═══ Extracted data
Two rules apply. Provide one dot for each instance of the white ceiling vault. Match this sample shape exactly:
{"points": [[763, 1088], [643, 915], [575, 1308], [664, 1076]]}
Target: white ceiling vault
══════
═══ Extracted data
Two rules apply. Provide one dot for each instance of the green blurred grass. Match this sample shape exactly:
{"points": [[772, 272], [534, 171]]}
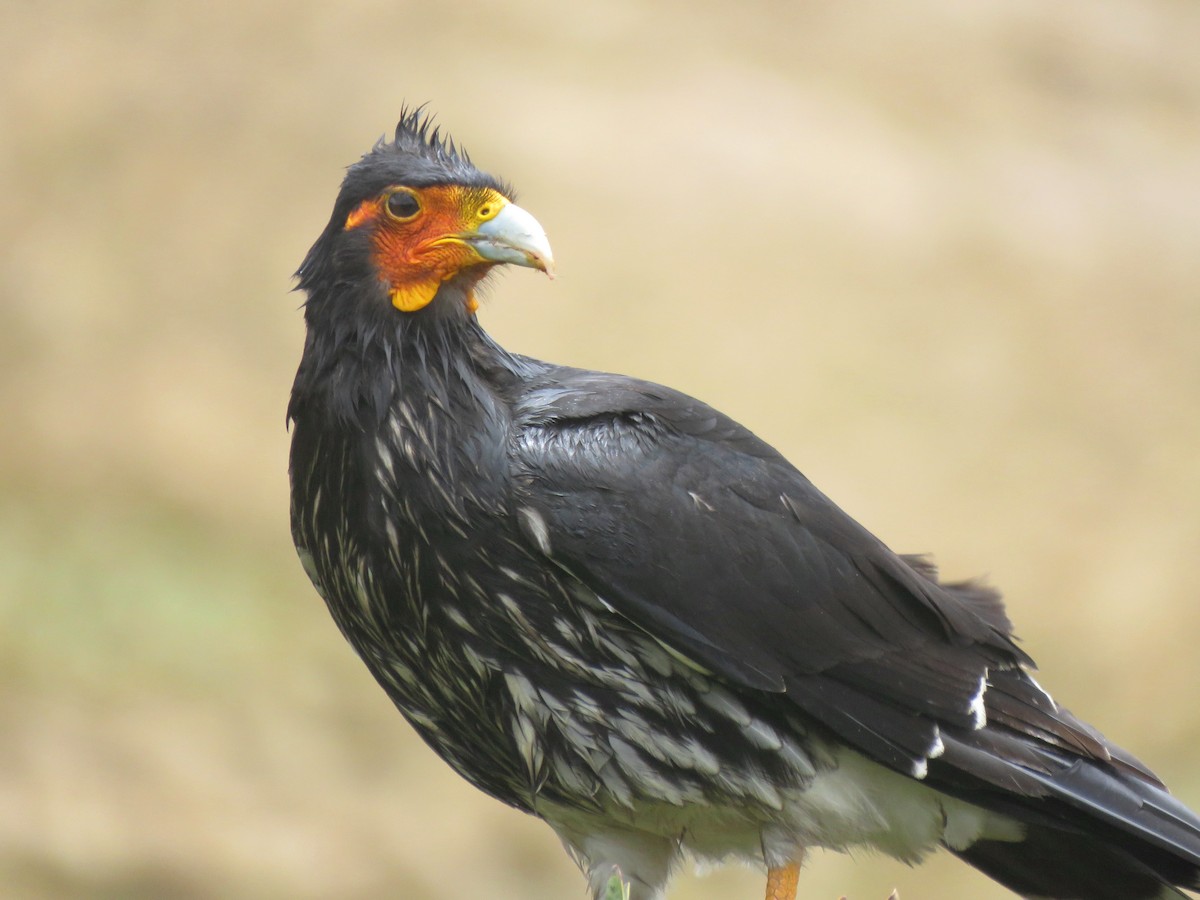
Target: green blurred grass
══════
• [Do this] Rename "vault" as "dome" throughout the lines from the one containing "of the white" down to the one containing "Target: white ceiling vault", leaving everything else in them unchanged.

• [Reply to the task]
Two rules apply. Provide one dot for each instance of the white ceiling dome. Match this sample shape exactly:
{"points": [[763, 1088], [643, 915], [575, 1308], [664, 1076]]}
Target: white ceiling dome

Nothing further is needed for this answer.